Text excerpt
---+---

A Few of Our Favorite Things: Mosaic Tile Panel

Mosaic tile panel (48.93) in the central courtyard. Doris Duke Foundation for Islamic Art, Honolulu, Hawai'i. (Photo: David Franzen, 2011.)
Mosaic tile panel (48.93) in the central courtyard. Doris Duke Foundation for Islamic Art, Honolulu, Hawai’i. (Photo: David Franzen, 2011.)

The following is a guest post by Shangri La guide Stacy Pope.

As a tour guide at Shangri La, I feel lucky to spend so much time at such an exquisite place. The more I learn about the property and its vast collection of Islamic art, the more I love it—and that seems to be true for many of our visitors as well.

One of my favorite things at Shangri La is a colorful mosaic (48.93) located in the patio, or central courtyard. It is strikingly beautiful and grand, to be sure; it’s also a masterpiece of craftsmanship. But most of all, I enjoy observing visitors as I explain the inspiration for the mosaic’s design and the incredible amount of effort and skill its creation required. I watch as they gradually transform from passively appreciative to engaged, gathering around the mosaic’s gleaming façade for closer study and lingering even as we move toward the living room.

Handcrafted 75 years ago in Isfahan, Iran, the mosaic is young in comparison to many of Shangri La’s centuries-old works of art. The fact that it perfectly fits the patio’s protruding south wall—which is 11 feet wide and 20 feet tall—is no accident; Doris Duke and her husband, James Cromwell, commissioned the mosaic with this very spot in mind.

In 1938, as construction on Shangri La neared completion, the couple traveled through Iran (as well as Iraq, Syria, Palestine, Turkey and Egypt) for artistic inspiration and to purchase pieces for their new home. In Isfahan, they were particularly impressed with the early-seventeenth-century structures framing Naqsh-e Jahan Square (today a UNESCO World Heritage Site), including several ornate palaces and the astounding Masjid-i Shah, or Shah Mosque. Archives at Shangri La and at Duke University contain Mr. Cromwell’s photographs and film footage documenting its intricately patterned portal panels. These panels, rich in floral and geometric designs and flanked by calligraphic cartouches, became the models for Shangri La’s patio mosaic design.

---+---

Set exercise 1
Repeat the passage of the mosaic panel text starting at "A Few of Our" and ending at "Hawai’i. (Photo: David Franzen, 2011.)".
The records have no connection to the mosaic panel text.

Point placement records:
---+---

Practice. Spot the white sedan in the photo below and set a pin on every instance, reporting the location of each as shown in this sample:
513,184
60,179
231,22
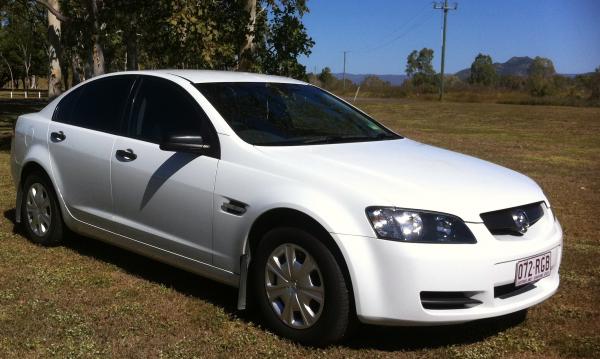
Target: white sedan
318,212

---+---

Set exercise 2
Render the lines of the point placement records as a numbered list, skipping blank lines. Leave the pictures out of your answer.

Reply 1
A Few of Our Favorite Things: Mosaic Tile Panel

Mosaic tile panel (48.93) in the central courtyard. Doris Duke Foundation for Islamic Art, Honolulu, Hawai'i. (Photo: David Franzen, 2011.)
Mosaic tile panel (48.93) in the central courtyard. Doris Duke Foundation for Islamic Art, Honolulu, Hawai’i. (Photo: David Franzen, 2011.)

Reply 2
1. Practice. Spot the white sedan in the photo below and set a pin on every instance, reporting the location of each as shown in this sample:
2. 513,184
3. 60,179
4. 231,22
5. Target: white sedan
6. 318,212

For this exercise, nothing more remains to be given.